* YOUR TASK *
Don't copy the pictures; return every other part of the records exactly.

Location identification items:
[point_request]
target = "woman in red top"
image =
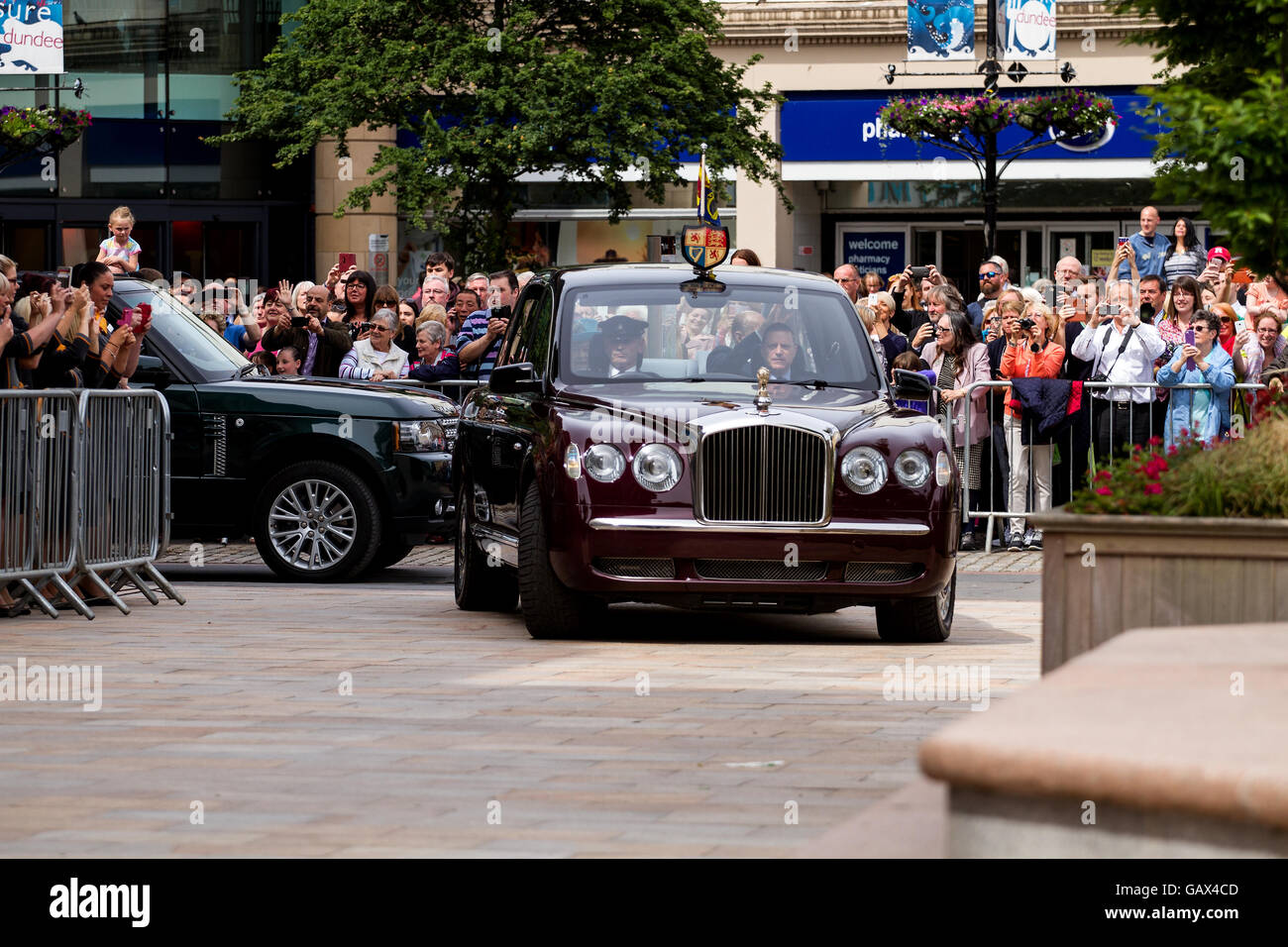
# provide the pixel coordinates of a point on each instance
(1029, 354)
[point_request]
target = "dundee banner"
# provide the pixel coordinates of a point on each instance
(1029, 29)
(31, 38)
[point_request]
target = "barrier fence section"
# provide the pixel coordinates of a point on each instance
(84, 491)
(1017, 478)
(38, 492)
(454, 388)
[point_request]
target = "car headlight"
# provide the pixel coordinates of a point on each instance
(943, 470)
(863, 471)
(912, 468)
(604, 463)
(572, 463)
(420, 437)
(657, 468)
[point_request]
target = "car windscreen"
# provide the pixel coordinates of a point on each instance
(201, 348)
(648, 333)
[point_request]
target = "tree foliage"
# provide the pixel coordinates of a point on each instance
(1223, 95)
(496, 90)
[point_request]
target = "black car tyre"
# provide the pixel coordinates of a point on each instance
(550, 608)
(918, 618)
(480, 587)
(317, 522)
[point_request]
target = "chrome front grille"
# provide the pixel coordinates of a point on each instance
(764, 474)
(449, 425)
(760, 570)
(883, 571)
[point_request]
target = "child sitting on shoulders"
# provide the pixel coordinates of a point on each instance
(911, 361)
(120, 252)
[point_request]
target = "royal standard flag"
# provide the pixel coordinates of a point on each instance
(707, 210)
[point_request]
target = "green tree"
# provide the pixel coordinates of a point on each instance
(496, 90)
(1223, 95)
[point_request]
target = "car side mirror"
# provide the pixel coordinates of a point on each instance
(514, 379)
(912, 385)
(151, 372)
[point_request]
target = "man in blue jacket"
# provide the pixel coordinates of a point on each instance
(1149, 245)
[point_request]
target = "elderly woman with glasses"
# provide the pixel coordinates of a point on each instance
(376, 359)
(1202, 412)
(436, 364)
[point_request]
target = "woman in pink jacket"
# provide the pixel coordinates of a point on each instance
(958, 360)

* COMPLETED EXERCISE *
[point_request]
target = "woman in red top"
image =
# provide the pixel coordinates of a point on each instance
(1029, 354)
[point_request]
target = "dundee banner"
# provide the pixel coordinates of a point on each instance
(1029, 29)
(31, 38)
[point_request]
target = "barrier fence section"
# provide the pixel coordinates of a point on each instance
(84, 491)
(1017, 478)
(38, 492)
(454, 388)
[point_request]
target = "car headlight"
# provide the pixel coordinates of a point on each instance
(943, 470)
(863, 471)
(912, 468)
(604, 463)
(572, 463)
(420, 437)
(657, 468)
[point_request]
target = "car windscreen"
# provide the pixel coordinates of a point on each instance
(201, 348)
(648, 333)
[point_request]
target = "tree foliage"
# provide the pixel coordinates of a point on each instance
(1223, 95)
(496, 90)
[point_request]
target = "black car tyre"
# provide the pixel coordinates of a point on each instance
(550, 608)
(918, 618)
(480, 587)
(317, 522)
[point_request]
target = "chrome front grille"
# provide the pixel coordinates of a point on each instance
(764, 474)
(449, 425)
(760, 570)
(883, 571)
[point_request]
target = "child sitting on shoulders"
# provide the pixel coordinates of a point on each instance
(911, 361)
(120, 252)
[point_request]
target = "royal standard flag"
# provide the pixel coordinates of a point on each instance
(707, 210)
[point_request]
target = "green tree"
# provide the pixel coordinates of a point on each instance
(496, 90)
(1223, 95)
[point_request]
target = "car side mirror"
# provide the pixel coordinates of a point on each instance
(514, 379)
(912, 385)
(151, 372)
[point_request]
target = "man in blue jacket"
# provide the pixel coordinates of a point on each instance
(1149, 245)
[point_request]
target = "elderly woman with glasses"
# provide the pixel coordinates of a point on each instance
(376, 359)
(1202, 412)
(436, 364)
[point_request]
target = "woman in pink jacket"
# provide the pixel coordinates of a point on each instance
(958, 360)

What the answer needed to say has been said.